>> Start Extract provided

With his beefy build and a huge orb of a head that looked hard enough to shatter granite, Mr. Borgnine was cast as heavies early on, notably Sgt. Fatso Judson, the brute who beat Frank Sinatra’s character to death in 1953’s Pearl Harbor saga “From Here to Eternity.”

More bad guy roles followed, but Mr. Borgnine showed his true pussycat colors as lovesick Marty Piletti, a Bronx butcher who, against all odds and his own expectations, found romance with a wallflower in “Marty,” adapted from Paddy Chayefsky’s television play. Mr. Borgnine won the best-actor Oscar, and the film picked up three other awards, including best picture.

“The Oscar made me a star, and I’m grateful,” Mr. Borgnine said in 1966. “But I feel had I not won the Oscar I wouldn’t have gotten into the messes I did in my personal life.”

>> End Extract provided

Tasks:
(A) Answer these questions from the passage about Mr. Borgnine's career:
(i) What was the name of the character Mr. Borgnine played in "From Here to Eternity"?
(ii) What was Marty Piletti's occupation?
(iii) In what year did Mr. Borgnine make his remark about the Oscar making him a star?
(B) Rewrite the paragraph of the passage about Mr. Borgnine's career that begins "More bad guy roles followed" as a short bulleted list that keeps its main facts.
(C) Transcribe the part of the passage about Mr. Borgnine's career that opens with the words "More bad guy" and closes with "including best picture.".

>> Start Supplied entries

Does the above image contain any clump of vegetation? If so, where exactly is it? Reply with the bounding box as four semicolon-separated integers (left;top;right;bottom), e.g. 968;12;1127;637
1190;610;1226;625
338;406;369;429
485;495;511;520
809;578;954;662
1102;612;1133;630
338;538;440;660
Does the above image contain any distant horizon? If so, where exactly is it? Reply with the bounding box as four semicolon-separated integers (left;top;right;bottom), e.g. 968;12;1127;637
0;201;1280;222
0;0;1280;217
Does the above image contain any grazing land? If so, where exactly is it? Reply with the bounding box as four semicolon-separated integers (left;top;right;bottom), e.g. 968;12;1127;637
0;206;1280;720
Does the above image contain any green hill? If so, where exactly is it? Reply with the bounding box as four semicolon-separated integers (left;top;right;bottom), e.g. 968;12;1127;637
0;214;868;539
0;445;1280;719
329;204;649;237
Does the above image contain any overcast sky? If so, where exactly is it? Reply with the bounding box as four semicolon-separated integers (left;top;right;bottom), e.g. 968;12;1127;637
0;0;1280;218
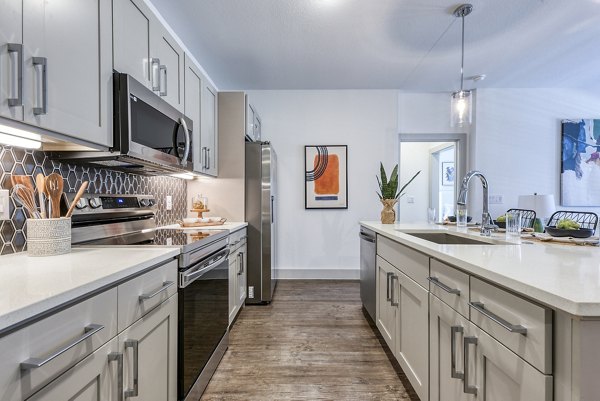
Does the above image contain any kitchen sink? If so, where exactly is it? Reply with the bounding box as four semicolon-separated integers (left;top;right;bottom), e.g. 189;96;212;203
398;230;508;245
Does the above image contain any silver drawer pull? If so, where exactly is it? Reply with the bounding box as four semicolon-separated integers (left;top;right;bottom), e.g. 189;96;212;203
469;302;527;335
21;324;104;370
138;281;175;302
427;277;460;295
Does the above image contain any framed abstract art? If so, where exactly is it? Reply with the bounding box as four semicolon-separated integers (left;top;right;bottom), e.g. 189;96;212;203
304;145;348;209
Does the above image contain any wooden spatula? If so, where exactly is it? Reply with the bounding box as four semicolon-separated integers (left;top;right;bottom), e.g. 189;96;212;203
46;173;63;219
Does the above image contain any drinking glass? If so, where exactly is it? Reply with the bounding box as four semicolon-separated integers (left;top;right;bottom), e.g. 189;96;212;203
427;207;435;224
506;212;521;239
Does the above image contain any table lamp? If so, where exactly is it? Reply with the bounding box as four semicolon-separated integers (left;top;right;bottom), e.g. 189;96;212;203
518;193;556;232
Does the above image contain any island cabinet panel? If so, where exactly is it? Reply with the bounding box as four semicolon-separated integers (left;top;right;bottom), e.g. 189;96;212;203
376;256;397;353
470;277;552;374
429;294;476;401
377;236;429;289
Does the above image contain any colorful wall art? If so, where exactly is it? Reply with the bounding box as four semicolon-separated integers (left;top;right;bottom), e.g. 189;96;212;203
304;145;348;209
560;119;600;206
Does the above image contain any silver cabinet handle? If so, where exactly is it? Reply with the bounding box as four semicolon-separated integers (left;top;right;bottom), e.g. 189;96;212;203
427;277;460;295
108;352;123;401
21;324;104;370
158;65;167;96
385;273;394;301
179;117;191;166
463;336;477;395
450;326;465;380
7;43;23;107
150;58;160;92
138;281;175;303
31;57;48;116
469;302;527;335
390;274;398;306
358;232;375;244
124;340;139;398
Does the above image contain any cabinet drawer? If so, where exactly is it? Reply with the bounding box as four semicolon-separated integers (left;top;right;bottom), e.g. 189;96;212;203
469;277;552;374
377;235;429;288
0;288;117;401
118;260;177;332
429;259;469;319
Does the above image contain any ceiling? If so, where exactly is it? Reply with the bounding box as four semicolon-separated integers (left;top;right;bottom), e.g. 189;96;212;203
151;0;600;92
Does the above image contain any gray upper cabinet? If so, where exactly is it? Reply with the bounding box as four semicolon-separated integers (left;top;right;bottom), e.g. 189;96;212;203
0;0;112;146
0;0;23;120
113;0;184;112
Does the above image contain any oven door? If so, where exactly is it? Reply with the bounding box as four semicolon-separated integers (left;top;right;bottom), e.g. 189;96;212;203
114;73;194;171
178;248;229;400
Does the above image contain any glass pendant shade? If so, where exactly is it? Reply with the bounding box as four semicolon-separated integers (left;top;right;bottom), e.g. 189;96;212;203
450;90;473;127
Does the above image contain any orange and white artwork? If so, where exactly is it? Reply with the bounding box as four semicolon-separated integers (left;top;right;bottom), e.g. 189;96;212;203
304;145;348;209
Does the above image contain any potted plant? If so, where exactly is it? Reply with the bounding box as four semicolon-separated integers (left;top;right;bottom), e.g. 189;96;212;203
377;162;421;224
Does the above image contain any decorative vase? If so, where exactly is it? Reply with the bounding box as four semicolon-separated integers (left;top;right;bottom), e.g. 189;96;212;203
381;199;398;224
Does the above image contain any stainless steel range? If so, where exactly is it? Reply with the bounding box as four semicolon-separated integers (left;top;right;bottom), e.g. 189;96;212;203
66;194;229;401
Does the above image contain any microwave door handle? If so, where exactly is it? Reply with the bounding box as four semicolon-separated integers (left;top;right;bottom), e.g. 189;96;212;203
179;117;190;166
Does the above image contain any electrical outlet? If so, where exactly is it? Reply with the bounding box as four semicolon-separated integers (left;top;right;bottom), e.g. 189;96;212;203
488;195;504;205
0;189;10;220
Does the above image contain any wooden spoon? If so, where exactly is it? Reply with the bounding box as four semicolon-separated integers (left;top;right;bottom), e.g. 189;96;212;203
35;173;46;219
46;173;63;219
65;181;88;217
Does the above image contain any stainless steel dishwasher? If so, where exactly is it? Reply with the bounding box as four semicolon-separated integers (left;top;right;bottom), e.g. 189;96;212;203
358;227;377;321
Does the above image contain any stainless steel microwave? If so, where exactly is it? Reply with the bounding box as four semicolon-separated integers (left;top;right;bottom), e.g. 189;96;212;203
53;72;194;175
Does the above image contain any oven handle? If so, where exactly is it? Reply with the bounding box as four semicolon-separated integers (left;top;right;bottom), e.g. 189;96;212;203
179;248;229;288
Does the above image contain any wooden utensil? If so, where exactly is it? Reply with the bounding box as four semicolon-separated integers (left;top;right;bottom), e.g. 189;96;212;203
46;173;63;219
35;173;46;219
65;181;88;217
12;184;42;219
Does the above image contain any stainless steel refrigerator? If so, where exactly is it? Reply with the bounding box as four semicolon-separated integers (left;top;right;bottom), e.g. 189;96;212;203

>> End Supplied entries

Answers to the exercises:
(A)
(i) Sgt. Fatso Judson
(ii) A Bronx butcher
(iii) 1966

(B)
- Mr. Borgnine played more villains but then took a gentle role as Marty Piletti, a lovesick Bronx butcher.
- In "Marty," the character unexpectedly found romance with a wallflower.
- The film was adapted from Paddy Chayefsky's television play.
- Mr. Borgnine won the best-actor Oscar.
- The film won three other awards, including best picture.

(C)
More bad guy roles followed, but Mr. Borgnine showed his true pussycat colors as lovesick Marty Piletti, a Bronx butcher who, against all odds and his own expectations, found romance with a wallflower in “Marty,” adapted from Paddy Chayefsky’s television play. Mr. Borgnine won the best-actor Oscar, and the film picked up three other awards, including best picture.